● What you are asked to do
Below are records; reproduce exactly the lines from the one that has "Annotate each instance of the main" through the one that has "Annotate each instance of the red tomato", ends included, and nothing more.
☆ ☆ ☆ ☆ ☆ ☆ ☆
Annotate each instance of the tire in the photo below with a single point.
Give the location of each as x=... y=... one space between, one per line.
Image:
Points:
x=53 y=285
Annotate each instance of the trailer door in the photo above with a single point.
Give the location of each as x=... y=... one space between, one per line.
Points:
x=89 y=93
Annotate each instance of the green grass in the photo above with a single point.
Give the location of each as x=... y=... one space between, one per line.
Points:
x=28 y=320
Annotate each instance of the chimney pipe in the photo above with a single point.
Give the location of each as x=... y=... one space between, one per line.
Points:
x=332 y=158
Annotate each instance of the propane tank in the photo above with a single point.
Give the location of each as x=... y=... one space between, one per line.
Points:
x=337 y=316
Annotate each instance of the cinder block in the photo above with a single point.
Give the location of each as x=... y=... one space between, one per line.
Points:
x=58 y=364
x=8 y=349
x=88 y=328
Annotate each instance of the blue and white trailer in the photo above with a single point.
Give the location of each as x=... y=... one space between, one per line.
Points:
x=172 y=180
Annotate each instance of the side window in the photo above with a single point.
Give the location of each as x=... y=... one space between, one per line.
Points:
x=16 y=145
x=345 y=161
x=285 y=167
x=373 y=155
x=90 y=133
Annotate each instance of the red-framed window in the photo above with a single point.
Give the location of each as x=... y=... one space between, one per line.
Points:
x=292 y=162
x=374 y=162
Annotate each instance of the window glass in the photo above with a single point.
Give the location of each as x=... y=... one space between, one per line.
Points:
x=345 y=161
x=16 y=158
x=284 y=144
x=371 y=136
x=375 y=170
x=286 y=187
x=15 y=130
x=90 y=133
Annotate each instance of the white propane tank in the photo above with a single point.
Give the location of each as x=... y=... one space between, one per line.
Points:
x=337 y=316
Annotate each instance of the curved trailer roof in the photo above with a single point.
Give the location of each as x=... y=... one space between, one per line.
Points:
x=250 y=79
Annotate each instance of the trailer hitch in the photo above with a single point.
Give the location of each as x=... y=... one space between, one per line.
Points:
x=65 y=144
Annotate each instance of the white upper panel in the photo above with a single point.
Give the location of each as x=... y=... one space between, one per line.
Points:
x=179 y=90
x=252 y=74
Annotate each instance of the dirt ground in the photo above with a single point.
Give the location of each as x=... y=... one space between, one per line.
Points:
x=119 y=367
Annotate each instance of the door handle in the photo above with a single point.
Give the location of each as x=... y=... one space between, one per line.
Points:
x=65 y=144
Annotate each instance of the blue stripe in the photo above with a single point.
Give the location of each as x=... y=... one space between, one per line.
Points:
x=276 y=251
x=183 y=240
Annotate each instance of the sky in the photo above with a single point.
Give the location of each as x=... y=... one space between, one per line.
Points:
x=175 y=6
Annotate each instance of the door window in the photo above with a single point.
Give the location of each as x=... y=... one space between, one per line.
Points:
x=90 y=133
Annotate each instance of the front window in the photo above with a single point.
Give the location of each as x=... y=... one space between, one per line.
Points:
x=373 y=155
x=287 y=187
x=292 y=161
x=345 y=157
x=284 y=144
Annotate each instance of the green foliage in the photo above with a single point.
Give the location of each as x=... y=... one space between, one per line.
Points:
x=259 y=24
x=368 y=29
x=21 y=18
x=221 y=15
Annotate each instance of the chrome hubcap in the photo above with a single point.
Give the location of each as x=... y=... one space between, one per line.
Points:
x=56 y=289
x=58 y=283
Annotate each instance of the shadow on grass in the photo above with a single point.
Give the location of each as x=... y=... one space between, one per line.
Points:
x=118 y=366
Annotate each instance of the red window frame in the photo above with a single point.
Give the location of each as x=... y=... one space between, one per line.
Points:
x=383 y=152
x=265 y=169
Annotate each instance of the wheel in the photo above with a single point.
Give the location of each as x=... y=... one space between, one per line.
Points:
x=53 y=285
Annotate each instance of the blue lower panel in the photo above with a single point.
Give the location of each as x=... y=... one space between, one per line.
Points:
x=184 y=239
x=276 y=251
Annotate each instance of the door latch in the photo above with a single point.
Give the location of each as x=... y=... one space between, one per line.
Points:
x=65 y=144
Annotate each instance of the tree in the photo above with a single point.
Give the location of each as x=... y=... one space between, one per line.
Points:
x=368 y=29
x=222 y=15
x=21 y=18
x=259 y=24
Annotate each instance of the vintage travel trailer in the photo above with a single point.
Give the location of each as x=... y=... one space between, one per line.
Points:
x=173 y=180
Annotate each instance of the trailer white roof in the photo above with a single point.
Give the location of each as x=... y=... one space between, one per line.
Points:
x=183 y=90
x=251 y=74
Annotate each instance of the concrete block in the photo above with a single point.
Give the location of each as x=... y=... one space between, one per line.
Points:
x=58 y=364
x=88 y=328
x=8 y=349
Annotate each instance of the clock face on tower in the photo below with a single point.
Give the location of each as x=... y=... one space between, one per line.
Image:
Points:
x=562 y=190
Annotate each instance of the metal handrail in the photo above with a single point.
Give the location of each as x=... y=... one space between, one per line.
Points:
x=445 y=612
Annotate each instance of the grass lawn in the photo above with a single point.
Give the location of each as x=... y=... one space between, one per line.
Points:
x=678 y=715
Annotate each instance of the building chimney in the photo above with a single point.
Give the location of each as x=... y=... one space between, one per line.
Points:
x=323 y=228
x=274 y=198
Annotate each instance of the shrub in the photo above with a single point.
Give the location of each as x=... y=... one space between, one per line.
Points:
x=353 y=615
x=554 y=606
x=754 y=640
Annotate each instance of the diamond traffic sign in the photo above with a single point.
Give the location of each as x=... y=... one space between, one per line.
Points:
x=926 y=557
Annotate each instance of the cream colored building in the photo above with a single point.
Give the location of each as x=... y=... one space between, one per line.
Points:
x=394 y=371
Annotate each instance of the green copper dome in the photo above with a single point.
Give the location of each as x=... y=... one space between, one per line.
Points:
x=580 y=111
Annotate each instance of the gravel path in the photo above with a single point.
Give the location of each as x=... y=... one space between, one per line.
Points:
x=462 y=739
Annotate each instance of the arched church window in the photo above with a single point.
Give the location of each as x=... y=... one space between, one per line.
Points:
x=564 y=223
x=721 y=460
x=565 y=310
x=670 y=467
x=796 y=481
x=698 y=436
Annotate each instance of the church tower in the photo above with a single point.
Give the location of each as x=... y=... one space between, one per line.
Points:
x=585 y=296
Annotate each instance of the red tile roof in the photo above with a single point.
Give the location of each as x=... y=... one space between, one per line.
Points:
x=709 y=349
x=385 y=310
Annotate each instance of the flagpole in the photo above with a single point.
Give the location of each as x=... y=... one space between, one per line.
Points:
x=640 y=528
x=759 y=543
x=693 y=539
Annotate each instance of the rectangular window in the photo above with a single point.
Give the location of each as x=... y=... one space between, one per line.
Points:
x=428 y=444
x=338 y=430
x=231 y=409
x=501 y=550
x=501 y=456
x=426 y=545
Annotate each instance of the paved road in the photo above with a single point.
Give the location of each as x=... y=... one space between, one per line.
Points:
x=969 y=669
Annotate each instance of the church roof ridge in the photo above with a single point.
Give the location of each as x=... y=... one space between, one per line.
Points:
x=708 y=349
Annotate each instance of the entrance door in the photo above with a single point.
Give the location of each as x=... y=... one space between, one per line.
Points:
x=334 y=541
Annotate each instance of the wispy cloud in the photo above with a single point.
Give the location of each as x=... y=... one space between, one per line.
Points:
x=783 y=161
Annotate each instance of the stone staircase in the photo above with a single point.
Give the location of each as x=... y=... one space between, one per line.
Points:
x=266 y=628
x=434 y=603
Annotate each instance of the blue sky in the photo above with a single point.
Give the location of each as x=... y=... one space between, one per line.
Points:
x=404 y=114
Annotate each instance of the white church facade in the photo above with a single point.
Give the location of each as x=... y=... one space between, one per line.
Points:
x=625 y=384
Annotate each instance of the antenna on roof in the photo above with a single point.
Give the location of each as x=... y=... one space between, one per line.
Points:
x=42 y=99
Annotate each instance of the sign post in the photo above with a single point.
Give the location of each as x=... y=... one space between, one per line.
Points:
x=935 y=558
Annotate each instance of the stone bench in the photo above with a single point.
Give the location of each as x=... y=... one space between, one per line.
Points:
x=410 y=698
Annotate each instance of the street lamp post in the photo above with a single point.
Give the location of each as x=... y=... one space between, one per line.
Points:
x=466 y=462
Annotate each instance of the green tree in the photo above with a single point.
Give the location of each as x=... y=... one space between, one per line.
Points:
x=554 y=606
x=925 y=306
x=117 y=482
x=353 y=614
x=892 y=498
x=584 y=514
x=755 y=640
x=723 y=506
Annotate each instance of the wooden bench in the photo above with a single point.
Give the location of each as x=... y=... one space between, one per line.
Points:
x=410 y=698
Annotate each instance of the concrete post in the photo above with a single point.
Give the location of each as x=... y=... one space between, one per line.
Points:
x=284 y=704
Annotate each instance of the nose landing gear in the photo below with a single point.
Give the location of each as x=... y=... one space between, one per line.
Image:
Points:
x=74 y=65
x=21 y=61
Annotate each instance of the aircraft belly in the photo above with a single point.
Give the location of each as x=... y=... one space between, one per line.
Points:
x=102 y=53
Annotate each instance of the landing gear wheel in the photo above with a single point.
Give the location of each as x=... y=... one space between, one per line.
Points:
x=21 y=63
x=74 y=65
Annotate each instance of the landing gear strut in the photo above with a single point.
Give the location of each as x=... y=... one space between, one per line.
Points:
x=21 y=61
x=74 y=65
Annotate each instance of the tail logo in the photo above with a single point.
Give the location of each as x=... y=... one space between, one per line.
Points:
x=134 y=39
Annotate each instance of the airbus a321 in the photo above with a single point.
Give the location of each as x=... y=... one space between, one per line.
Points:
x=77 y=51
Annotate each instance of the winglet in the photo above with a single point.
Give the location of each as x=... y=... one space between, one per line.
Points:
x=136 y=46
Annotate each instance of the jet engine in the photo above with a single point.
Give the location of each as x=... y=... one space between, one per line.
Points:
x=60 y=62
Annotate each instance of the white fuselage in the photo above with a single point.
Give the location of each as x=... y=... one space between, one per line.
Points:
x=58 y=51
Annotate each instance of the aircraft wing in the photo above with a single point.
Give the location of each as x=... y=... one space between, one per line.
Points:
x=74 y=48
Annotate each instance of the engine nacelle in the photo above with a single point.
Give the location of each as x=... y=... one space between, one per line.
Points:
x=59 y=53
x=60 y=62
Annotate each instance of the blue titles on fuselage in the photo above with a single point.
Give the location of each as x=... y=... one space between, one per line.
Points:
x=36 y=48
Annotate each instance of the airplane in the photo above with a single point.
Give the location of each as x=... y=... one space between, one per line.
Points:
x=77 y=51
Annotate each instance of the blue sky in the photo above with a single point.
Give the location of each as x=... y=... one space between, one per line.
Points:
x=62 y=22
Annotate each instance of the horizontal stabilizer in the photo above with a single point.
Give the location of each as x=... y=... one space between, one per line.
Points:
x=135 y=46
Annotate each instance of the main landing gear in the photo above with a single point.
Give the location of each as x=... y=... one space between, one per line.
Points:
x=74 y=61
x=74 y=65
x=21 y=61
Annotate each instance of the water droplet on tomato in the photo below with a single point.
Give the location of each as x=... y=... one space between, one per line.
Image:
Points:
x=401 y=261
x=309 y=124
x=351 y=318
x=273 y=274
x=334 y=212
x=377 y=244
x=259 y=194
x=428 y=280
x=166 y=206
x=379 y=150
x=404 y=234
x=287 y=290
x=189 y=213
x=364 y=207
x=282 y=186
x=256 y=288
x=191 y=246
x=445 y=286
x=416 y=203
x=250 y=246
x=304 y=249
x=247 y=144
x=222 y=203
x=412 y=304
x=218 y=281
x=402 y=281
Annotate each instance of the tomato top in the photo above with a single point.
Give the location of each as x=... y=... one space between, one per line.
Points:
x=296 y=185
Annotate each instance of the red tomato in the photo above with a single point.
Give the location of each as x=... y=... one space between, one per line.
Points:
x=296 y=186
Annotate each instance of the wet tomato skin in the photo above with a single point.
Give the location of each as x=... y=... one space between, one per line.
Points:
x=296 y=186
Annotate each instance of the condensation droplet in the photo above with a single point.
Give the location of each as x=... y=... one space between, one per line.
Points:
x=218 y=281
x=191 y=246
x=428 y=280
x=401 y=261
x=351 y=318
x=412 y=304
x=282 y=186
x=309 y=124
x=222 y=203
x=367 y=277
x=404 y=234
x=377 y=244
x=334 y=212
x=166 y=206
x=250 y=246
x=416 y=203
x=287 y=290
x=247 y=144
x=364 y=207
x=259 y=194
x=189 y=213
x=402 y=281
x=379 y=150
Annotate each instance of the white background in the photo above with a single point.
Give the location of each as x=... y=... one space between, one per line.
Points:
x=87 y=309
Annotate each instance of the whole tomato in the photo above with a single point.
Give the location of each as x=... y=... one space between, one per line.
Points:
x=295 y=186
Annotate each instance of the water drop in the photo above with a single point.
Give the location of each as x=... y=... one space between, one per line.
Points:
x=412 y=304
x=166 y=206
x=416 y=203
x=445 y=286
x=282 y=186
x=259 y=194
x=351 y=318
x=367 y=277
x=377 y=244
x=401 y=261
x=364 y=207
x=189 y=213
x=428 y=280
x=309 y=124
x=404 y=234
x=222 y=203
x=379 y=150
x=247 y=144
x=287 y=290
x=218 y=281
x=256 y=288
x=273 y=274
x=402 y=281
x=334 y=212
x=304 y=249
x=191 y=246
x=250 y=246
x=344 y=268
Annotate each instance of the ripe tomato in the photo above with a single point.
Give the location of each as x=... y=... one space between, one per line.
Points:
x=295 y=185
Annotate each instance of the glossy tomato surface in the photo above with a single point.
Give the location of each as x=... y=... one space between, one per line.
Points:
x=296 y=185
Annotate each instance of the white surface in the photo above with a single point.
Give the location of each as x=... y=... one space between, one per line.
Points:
☆ ☆ ☆ ☆ ☆ ☆ ☆
● Task solution
Annotate each instance of the main landing gear in the photo above with a single point.
Give the location of each as x=... y=... one space between, one per line.
Points:
x=74 y=61
x=74 y=65
x=21 y=61
Annotate each instance of the water droplet on tomato in the photo below with a single point.
Give the location of each as x=... y=... one space between, one per line.
Image:
Points:
x=401 y=261
x=309 y=124
x=351 y=318
x=273 y=274
x=334 y=212
x=377 y=244
x=259 y=194
x=428 y=280
x=166 y=206
x=379 y=150
x=404 y=234
x=287 y=290
x=189 y=213
x=364 y=207
x=282 y=186
x=256 y=288
x=191 y=246
x=445 y=286
x=416 y=203
x=250 y=246
x=304 y=249
x=247 y=144
x=222 y=203
x=412 y=304
x=218 y=281
x=402 y=281
Annotate each instance of the tomato top in the photo above with a single point.
Give the location of each as x=... y=... one space between, one per line.
Points:
x=296 y=185
Annotate each instance of the red tomato in the photo above with a single point.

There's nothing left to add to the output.